### Text

________________________________________

The title serves as a precise thesis statement. "Hellbent" suggests obsessive, breakneck drive, while "daydream" conjures hazy reverie. Seabrook leans into this tension, shaping compositions that twist through dream logic and abrupt collisions. The opener, "Name Dropping is the Lowest Form of Conversation (Waltz)," establishes the tone through meticulous guitar phrasings that cast a wistful soundscape before splintering into contorted clusters. The ensemble responds with angular counter lines that keep the performance precariously balanced without letting it collapse.

"Bespattered Bygones" further deepens the surreal atmosphere. Seabrook, performing on banjo, and Dicker engage in tactile avant-folk exchanges rich with shimmering textures. Violin and synthesizers refract thematic fragments from multiple angles before dissolving into Stemeseder's airy, flute-like electronic voicings. Listeners may smile at the sheer improbability of these combinations, yet the conviction never wavers.

Seabrook's physicality remains central. His playing relies on extreme touch: scraping, hammering, and fluttering across the strings. This quartet setting, however, allows more space than some of his earlier projects, permitting moments of unexpected lyricism to emerge from the friction. At times, the musicians cultivate expressionistic undercurrents beneath the leader's discordant chord voicings, navigating sudden detours that resemble the unraveling of an intricate musical puzzle.

________________________________________

### Data records
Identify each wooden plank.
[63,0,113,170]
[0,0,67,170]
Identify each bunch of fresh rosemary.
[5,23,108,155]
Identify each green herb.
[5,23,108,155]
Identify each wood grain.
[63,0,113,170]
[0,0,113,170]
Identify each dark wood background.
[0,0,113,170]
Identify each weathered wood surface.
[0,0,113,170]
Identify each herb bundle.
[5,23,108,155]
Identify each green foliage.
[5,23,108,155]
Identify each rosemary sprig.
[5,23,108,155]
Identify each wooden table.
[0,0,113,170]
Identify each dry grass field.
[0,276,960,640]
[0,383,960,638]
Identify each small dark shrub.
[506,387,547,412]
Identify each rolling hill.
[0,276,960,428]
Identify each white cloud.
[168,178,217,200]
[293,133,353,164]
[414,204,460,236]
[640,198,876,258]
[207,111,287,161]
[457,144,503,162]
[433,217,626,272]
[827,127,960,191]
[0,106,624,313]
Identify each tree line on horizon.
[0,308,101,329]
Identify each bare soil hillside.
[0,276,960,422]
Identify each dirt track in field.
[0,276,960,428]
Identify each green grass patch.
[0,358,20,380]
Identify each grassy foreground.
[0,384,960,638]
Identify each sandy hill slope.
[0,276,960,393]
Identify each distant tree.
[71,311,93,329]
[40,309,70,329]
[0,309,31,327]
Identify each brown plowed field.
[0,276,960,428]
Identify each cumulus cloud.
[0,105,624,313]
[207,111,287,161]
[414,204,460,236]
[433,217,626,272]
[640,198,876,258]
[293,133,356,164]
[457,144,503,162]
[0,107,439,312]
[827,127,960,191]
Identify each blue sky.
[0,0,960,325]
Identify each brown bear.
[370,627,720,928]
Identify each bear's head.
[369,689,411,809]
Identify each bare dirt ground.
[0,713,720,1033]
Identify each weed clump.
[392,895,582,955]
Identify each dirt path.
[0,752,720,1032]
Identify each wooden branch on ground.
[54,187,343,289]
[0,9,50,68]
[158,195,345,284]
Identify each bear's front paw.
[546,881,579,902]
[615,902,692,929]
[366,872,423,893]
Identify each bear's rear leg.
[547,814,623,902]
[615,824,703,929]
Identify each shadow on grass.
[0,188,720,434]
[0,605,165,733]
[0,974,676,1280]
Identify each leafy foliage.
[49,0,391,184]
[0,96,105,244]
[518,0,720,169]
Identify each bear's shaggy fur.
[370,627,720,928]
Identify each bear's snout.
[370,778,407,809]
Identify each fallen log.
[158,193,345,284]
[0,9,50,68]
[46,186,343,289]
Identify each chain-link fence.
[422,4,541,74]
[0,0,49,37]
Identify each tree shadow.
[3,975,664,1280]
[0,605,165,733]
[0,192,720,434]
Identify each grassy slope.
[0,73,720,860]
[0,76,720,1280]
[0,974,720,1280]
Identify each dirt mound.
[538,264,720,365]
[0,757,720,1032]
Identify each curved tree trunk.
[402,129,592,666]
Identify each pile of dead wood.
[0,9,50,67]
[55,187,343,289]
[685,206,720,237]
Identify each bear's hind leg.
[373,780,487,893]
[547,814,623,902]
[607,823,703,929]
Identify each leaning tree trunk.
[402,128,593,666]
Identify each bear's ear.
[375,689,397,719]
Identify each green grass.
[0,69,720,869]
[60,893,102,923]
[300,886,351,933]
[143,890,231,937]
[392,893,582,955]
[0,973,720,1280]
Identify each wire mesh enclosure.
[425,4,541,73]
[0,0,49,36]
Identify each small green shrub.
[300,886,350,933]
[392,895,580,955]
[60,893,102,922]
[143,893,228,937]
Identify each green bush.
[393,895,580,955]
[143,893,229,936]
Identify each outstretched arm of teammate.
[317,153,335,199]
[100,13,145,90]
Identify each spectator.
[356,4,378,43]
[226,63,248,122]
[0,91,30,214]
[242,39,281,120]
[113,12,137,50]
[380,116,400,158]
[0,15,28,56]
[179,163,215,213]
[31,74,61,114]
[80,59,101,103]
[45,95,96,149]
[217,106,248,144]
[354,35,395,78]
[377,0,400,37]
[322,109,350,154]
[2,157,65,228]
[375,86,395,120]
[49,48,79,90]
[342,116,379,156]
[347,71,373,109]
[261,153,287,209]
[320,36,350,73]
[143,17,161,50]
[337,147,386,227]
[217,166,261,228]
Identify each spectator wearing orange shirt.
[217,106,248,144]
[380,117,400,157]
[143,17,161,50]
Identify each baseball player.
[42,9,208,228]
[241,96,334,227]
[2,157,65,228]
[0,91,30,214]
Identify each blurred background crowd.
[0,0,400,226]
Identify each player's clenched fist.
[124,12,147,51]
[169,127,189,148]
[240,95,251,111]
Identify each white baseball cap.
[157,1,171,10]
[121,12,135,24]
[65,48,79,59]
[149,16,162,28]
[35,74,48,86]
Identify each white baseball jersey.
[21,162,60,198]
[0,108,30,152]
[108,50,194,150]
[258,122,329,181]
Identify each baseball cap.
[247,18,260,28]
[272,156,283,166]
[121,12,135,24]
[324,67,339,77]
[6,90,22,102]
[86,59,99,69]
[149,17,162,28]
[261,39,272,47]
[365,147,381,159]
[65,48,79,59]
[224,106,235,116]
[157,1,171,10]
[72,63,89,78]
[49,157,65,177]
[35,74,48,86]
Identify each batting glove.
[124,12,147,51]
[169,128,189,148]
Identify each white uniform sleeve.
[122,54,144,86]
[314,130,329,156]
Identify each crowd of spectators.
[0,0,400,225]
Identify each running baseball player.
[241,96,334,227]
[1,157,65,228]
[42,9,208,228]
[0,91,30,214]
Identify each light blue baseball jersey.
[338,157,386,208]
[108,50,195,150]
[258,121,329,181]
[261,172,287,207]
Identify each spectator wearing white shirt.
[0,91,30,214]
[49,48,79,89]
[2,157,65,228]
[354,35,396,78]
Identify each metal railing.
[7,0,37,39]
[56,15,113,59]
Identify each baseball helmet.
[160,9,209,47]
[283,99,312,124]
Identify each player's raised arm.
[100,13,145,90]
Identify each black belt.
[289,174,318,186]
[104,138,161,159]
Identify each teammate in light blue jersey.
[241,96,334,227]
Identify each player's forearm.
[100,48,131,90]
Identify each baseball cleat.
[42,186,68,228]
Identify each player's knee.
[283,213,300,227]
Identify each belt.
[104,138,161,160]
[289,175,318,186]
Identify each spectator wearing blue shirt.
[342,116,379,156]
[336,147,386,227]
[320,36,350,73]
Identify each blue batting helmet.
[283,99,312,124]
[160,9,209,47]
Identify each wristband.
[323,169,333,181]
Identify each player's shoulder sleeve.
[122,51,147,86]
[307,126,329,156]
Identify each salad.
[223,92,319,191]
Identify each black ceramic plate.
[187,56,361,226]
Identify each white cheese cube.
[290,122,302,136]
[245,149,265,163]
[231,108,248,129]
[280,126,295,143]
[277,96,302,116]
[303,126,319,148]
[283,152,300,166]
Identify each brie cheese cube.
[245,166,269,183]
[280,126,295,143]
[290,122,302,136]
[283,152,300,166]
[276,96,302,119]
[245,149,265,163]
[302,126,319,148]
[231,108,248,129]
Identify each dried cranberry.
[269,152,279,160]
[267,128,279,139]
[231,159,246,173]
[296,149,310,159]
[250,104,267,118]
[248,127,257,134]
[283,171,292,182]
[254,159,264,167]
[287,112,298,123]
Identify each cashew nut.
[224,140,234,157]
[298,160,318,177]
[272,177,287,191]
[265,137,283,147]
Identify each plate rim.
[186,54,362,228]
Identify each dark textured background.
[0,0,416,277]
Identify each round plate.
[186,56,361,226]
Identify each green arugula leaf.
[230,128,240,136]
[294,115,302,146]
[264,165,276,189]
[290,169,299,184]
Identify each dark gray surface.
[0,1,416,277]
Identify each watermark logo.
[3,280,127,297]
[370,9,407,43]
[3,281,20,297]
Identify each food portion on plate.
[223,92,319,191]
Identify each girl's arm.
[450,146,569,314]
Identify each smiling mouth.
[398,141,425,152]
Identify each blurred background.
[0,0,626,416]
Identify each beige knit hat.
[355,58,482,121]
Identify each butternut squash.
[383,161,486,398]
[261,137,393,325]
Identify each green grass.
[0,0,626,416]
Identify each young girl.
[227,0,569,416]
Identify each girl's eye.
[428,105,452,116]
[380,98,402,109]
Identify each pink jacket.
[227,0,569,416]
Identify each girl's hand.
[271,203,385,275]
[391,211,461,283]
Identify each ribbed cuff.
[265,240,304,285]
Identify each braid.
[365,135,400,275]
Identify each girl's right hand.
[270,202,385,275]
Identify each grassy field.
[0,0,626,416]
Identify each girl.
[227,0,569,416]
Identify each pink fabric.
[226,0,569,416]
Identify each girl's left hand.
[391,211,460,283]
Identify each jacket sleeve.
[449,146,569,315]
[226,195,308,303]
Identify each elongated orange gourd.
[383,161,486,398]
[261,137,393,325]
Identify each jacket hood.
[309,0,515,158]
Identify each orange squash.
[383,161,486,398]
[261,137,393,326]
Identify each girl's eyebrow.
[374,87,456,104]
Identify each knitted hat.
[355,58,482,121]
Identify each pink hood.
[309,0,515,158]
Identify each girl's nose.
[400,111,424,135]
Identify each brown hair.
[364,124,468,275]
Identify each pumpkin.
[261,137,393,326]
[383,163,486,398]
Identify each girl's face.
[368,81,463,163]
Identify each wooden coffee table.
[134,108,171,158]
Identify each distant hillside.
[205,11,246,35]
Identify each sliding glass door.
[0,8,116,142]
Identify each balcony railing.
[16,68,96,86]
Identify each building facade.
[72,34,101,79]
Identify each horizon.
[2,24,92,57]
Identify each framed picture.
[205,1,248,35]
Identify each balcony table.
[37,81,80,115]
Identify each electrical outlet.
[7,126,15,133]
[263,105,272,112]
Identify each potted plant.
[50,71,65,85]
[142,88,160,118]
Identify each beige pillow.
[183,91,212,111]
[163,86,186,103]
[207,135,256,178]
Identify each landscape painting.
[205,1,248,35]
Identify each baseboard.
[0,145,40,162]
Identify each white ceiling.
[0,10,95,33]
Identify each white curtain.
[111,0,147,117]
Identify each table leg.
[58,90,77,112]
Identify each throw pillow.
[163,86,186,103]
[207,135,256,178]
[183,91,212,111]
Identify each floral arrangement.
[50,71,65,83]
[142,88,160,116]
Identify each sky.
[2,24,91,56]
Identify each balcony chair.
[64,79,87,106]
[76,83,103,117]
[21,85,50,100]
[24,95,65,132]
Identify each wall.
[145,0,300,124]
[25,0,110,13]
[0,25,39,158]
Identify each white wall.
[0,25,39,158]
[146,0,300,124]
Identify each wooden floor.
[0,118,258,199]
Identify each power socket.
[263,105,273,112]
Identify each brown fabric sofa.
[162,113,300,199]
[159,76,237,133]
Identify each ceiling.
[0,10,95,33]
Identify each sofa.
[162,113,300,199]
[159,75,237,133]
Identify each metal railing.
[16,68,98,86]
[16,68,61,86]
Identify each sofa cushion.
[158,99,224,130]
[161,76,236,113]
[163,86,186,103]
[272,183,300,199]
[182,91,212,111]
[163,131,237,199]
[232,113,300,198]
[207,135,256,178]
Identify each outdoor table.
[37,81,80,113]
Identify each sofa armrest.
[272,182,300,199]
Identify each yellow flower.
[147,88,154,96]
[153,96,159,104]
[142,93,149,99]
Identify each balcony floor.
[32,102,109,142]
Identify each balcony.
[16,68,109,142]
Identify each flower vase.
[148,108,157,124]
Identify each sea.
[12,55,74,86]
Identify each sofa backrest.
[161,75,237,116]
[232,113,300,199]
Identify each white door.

________________________________________

### Set exercise 1
Return the stretch of the album review from "The title serves" through "letting it collapse.".
### Set exercise 2
In the album review, what instrument does Seabrook play on "Bespattered Bygones"?
Nothing in the data records is needed here.

### Correct result 1
The title serves as a precise thesis statement. "Hellbent" suggests obsessive, breakneck drive, while "daydream" conjures hazy reverie. Seabrook leans into this tension, shaping compositions that twist through dream logic and abrupt collisions. The opener, "Name Dropping is the Lowest Form of Conversation (Waltz)," establishes the tone through meticulous guitar phrasings that cast a wistful soundscape before splintering into contorted clusters. The ensemble responds with angular counter lines that keep the performance precariously balanced without letting it collapse.

### Correct result 2
Banjo